TASK MATERIAL -

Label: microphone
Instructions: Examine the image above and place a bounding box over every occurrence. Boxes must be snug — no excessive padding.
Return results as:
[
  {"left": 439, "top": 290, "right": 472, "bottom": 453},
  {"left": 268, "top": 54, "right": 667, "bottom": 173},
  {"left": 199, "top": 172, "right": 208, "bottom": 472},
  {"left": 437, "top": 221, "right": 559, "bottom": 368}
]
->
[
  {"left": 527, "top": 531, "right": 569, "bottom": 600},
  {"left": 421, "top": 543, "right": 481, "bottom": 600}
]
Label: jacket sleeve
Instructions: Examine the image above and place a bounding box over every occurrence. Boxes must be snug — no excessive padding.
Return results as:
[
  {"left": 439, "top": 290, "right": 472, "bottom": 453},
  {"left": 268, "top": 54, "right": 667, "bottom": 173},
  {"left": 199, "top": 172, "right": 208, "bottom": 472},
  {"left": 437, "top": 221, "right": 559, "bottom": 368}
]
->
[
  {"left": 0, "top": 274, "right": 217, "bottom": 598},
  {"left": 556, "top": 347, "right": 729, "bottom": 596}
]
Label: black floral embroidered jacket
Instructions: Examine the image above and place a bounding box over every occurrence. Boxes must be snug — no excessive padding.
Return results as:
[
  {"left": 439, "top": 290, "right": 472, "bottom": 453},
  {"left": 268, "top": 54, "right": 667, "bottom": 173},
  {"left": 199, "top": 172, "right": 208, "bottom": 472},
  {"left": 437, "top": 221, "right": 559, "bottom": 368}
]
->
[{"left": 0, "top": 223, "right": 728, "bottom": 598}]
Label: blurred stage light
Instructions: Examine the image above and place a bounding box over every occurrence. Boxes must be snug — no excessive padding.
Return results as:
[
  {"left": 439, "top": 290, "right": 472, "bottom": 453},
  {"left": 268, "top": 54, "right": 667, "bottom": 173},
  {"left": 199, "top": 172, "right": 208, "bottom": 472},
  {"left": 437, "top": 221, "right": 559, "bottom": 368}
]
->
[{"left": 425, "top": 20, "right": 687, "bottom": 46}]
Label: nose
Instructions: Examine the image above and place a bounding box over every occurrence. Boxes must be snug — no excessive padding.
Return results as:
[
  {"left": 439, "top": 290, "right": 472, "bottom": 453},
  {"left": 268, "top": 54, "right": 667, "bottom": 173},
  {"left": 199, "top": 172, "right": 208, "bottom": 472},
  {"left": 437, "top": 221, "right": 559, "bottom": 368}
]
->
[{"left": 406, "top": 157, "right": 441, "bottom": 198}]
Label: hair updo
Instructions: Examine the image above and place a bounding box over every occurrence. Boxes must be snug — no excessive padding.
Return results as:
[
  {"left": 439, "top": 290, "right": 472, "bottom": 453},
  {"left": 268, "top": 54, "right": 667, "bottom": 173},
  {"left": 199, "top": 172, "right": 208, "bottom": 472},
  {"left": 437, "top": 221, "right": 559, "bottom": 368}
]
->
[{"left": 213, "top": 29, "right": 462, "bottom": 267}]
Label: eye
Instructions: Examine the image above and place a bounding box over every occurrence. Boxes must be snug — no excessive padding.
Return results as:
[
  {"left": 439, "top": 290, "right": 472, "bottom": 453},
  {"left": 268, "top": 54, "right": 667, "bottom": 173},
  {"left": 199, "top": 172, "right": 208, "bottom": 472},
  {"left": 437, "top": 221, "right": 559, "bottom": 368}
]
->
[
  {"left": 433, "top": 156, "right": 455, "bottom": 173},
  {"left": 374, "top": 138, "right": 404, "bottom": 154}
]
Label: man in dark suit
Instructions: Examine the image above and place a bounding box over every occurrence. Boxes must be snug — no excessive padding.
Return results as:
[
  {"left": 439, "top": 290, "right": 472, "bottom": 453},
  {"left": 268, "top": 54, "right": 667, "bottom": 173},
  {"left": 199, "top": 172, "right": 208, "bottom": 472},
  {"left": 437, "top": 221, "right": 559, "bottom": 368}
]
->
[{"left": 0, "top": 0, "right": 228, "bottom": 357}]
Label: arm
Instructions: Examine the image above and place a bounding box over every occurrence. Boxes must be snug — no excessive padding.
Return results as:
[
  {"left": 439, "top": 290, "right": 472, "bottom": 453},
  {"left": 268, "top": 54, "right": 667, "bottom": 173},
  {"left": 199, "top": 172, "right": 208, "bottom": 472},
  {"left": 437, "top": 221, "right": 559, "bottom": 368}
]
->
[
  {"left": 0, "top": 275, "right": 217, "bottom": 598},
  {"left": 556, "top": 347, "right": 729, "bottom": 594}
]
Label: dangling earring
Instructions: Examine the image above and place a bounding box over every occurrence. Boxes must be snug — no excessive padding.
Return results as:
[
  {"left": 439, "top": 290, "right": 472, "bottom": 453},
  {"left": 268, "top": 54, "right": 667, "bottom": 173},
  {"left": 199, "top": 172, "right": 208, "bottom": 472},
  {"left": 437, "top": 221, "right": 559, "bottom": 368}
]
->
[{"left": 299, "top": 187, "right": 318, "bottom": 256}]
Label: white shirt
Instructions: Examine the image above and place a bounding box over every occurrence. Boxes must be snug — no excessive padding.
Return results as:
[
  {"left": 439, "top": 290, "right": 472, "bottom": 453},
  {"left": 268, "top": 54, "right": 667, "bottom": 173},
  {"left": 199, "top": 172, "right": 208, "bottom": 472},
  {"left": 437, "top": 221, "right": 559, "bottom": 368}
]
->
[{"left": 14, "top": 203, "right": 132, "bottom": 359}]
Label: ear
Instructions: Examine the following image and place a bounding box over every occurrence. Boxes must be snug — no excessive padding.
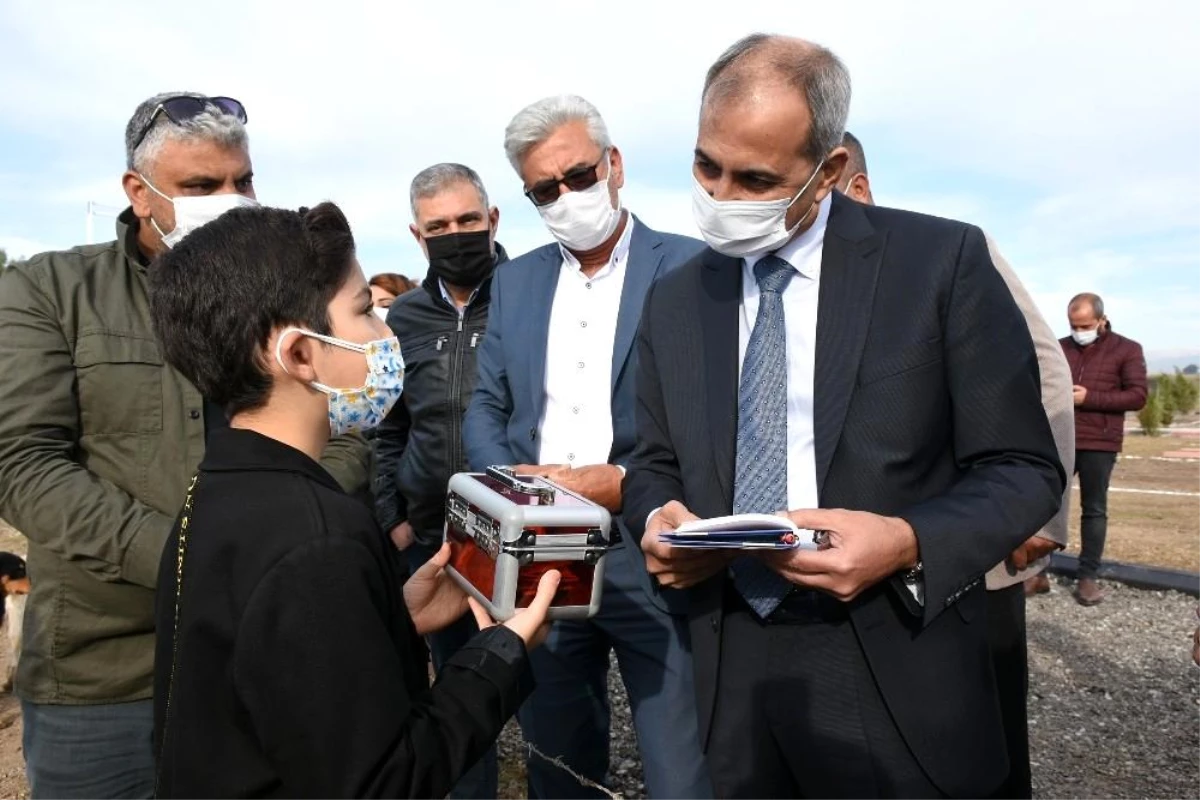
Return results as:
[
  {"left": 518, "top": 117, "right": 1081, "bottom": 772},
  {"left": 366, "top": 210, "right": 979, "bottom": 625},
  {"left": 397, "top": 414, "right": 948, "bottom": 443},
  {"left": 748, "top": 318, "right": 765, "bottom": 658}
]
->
[
  {"left": 408, "top": 223, "right": 430, "bottom": 261},
  {"left": 608, "top": 145, "right": 625, "bottom": 188},
  {"left": 121, "top": 170, "right": 157, "bottom": 219},
  {"left": 268, "top": 329, "right": 319, "bottom": 384},
  {"left": 816, "top": 148, "right": 850, "bottom": 200}
]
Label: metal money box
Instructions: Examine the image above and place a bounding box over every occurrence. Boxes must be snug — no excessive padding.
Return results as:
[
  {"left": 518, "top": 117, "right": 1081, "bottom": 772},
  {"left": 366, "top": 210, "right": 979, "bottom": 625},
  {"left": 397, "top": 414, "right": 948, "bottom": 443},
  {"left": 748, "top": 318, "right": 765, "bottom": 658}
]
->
[{"left": 445, "top": 467, "right": 612, "bottom": 621}]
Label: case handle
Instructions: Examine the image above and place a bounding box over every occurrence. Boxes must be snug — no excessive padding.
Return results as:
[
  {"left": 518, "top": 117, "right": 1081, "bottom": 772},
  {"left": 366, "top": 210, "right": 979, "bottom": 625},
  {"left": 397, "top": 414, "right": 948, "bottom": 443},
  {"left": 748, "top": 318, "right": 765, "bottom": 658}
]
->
[{"left": 487, "top": 465, "right": 554, "bottom": 506}]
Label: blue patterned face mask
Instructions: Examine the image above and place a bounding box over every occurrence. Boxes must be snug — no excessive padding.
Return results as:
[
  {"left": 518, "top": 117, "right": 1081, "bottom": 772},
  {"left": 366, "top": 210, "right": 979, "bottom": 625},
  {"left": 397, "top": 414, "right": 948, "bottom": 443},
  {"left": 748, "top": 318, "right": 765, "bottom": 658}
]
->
[{"left": 275, "top": 327, "right": 404, "bottom": 437}]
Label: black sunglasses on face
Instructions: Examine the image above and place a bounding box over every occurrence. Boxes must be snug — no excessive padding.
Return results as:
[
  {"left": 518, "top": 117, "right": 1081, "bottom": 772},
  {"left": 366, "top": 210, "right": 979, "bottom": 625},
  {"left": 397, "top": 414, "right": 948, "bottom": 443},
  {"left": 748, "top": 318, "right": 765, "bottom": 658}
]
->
[
  {"left": 526, "top": 150, "right": 608, "bottom": 205},
  {"left": 133, "top": 97, "right": 246, "bottom": 150}
]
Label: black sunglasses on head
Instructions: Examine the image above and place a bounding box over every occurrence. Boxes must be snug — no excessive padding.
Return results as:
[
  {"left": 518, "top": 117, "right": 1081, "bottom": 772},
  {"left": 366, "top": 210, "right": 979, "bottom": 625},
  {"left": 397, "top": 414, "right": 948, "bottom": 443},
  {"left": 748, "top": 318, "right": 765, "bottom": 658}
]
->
[
  {"left": 133, "top": 96, "right": 246, "bottom": 150},
  {"left": 526, "top": 150, "right": 608, "bottom": 205}
]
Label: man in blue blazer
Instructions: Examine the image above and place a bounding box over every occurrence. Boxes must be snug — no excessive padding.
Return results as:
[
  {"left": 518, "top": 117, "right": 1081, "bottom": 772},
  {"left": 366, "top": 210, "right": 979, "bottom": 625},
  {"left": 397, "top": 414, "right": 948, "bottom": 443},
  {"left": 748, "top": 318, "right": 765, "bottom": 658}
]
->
[{"left": 463, "top": 96, "right": 712, "bottom": 800}]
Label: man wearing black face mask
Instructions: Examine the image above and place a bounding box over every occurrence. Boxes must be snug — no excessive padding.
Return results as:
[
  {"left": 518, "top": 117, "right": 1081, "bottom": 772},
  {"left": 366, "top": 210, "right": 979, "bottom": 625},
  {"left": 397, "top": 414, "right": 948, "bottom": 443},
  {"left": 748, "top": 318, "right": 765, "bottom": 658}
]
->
[{"left": 376, "top": 164, "right": 508, "bottom": 800}]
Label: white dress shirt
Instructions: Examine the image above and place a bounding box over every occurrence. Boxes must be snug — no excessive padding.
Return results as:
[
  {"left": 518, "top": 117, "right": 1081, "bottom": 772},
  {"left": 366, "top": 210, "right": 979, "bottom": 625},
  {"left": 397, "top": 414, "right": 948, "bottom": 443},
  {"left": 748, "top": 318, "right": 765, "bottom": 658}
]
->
[
  {"left": 738, "top": 194, "right": 833, "bottom": 511},
  {"left": 538, "top": 212, "right": 634, "bottom": 467}
]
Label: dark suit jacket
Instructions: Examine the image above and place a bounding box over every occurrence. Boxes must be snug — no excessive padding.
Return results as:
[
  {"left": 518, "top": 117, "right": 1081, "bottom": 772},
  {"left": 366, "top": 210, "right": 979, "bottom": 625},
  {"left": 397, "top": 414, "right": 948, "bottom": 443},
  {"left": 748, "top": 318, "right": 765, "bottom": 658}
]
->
[
  {"left": 155, "top": 428, "right": 533, "bottom": 800},
  {"left": 463, "top": 217, "right": 704, "bottom": 610},
  {"left": 624, "top": 194, "right": 1064, "bottom": 796}
]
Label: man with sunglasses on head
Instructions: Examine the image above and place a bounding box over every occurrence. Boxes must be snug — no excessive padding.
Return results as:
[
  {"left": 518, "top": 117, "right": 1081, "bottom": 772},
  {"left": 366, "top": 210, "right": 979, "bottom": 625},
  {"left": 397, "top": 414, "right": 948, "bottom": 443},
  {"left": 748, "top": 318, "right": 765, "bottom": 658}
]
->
[
  {"left": 0, "top": 92, "right": 370, "bottom": 800},
  {"left": 464, "top": 96, "right": 712, "bottom": 800}
]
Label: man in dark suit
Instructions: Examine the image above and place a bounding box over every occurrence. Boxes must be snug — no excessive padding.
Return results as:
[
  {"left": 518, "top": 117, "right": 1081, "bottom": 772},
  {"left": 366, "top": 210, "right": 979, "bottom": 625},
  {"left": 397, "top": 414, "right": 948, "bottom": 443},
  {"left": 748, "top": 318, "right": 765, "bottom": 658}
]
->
[
  {"left": 624, "top": 35, "right": 1064, "bottom": 799},
  {"left": 463, "top": 96, "right": 712, "bottom": 800}
]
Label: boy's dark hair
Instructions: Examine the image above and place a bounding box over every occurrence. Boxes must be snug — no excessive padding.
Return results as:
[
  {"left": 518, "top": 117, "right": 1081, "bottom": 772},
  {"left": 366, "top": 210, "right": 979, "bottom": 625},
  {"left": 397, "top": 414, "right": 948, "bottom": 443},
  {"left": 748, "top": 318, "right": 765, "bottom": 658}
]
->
[
  {"left": 0, "top": 553, "right": 26, "bottom": 581},
  {"left": 150, "top": 203, "right": 354, "bottom": 416}
]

EXERCISE DIRECTIONS - Exactly and exclusively, repeat the lines from the line that contains "Label: boy's dark hair" through the end of the records, both ends included.

WRITTEN SOLUTION -
Label: boy's dark hair
Instructions: Examine the image above and place a bounding box over every occurrence. Boxes must be snug — no excessive padding.
Return results as:
[
  {"left": 518, "top": 117, "right": 1081, "bottom": 772},
  {"left": 366, "top": 210, "right": 979, "bottom": 625},
  {"left": 397, "top": 414, "right": 948, "bottom": 443},
  {"left": 748, "top": 318, "right": 765, "bottom": 658}
]
->
[
  {"left": 0, "top": 553, "right": 26, "bottom": 581},
  {"left": 150, "top": 203, "right": 354, "bottom": 416}
]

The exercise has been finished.